**Exercise brief:** Collect each line in the listing below that contains the string "street", and reproduce those lines verbatim.

Object location annotation data
begin
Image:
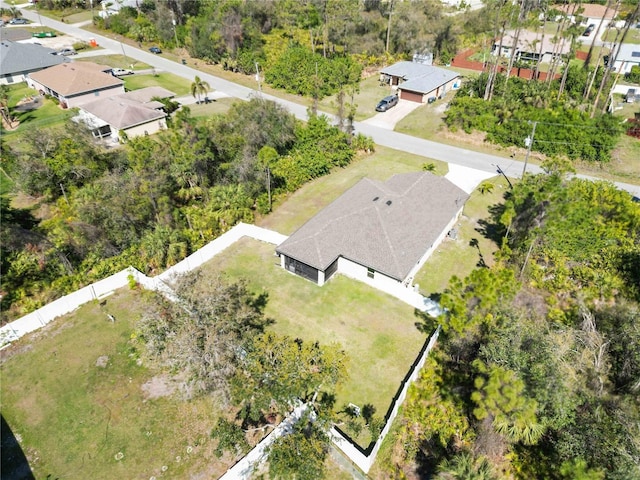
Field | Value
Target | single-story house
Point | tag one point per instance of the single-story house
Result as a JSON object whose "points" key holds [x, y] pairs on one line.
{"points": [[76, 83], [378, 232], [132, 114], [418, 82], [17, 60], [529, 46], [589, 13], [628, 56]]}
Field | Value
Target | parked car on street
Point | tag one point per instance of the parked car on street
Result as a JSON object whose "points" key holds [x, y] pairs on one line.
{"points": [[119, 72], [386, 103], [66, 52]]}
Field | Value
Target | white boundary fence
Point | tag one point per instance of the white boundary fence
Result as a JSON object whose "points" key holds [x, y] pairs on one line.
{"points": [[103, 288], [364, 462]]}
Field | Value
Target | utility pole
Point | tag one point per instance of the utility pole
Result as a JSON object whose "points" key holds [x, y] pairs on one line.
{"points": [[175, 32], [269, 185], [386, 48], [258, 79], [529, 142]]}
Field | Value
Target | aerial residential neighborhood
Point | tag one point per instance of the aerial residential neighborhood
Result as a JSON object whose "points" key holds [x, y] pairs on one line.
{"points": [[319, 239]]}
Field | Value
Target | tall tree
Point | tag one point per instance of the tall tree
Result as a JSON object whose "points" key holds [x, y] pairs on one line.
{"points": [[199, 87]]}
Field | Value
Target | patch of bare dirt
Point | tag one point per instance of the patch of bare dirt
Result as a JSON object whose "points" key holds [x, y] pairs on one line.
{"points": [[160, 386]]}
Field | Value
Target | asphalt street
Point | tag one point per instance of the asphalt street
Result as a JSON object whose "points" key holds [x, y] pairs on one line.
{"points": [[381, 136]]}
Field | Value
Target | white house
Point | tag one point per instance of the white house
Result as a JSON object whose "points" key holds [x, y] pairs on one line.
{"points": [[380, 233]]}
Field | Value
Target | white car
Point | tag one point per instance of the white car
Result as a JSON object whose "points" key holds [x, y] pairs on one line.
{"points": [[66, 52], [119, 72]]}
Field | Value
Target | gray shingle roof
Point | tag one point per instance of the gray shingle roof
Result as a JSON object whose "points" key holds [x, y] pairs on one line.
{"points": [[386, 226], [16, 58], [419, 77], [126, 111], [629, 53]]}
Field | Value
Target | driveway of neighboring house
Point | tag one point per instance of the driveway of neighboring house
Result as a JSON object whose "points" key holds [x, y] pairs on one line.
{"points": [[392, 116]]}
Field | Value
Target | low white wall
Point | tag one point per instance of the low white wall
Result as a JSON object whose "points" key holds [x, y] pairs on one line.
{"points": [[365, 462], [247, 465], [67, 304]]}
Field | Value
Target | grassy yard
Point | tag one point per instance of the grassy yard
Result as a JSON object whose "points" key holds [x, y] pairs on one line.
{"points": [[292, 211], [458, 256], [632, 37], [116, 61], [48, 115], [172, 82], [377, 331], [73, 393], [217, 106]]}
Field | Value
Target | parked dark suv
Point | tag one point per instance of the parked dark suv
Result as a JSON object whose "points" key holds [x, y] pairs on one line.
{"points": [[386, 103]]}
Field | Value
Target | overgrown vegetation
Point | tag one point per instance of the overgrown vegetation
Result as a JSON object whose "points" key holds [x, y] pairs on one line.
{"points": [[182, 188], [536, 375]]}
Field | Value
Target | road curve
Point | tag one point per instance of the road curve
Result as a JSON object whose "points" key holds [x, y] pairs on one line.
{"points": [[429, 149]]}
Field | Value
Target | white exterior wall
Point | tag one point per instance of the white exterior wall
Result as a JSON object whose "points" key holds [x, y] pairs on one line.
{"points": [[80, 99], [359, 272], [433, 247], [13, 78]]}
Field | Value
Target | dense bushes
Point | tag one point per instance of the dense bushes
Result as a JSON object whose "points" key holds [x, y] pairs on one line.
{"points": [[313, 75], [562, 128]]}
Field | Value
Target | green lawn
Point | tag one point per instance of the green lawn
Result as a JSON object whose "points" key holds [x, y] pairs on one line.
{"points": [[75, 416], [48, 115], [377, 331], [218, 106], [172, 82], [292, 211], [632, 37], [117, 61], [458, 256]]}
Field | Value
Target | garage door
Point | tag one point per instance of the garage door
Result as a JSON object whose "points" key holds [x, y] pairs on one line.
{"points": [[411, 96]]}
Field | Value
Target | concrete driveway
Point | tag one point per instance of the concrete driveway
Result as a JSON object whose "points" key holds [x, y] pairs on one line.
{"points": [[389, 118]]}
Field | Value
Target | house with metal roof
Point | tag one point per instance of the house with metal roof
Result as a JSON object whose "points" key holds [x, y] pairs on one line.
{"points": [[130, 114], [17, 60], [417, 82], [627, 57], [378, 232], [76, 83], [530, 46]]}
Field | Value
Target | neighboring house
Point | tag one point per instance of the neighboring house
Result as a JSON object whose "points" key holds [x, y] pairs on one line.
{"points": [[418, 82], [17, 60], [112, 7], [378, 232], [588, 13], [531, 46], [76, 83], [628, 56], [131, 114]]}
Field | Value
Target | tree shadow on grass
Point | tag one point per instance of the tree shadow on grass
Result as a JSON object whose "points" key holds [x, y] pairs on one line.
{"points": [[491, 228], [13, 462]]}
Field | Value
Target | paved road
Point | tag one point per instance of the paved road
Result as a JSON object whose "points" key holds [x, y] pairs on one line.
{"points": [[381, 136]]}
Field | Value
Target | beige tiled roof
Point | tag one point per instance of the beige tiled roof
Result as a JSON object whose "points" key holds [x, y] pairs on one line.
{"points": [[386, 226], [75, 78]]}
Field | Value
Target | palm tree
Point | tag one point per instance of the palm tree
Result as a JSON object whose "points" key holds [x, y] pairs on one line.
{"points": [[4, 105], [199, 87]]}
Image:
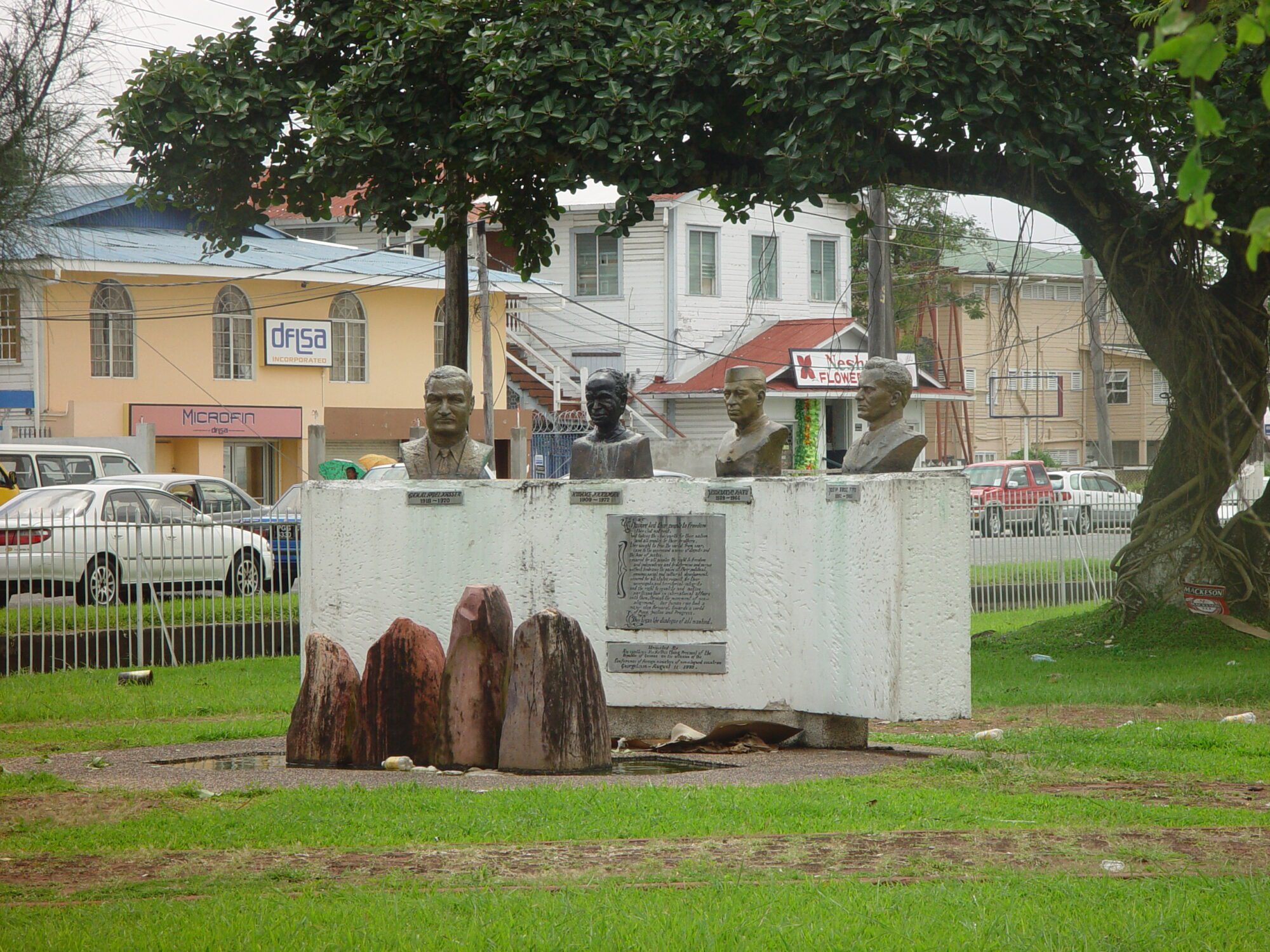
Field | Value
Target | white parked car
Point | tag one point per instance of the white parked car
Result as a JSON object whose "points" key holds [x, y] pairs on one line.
end
**Written solution:**
Target | parked car on street
Point | tag one point per instance of the parked car on street
Target | asphalt street
Point | tag one point per instance of the asphalt street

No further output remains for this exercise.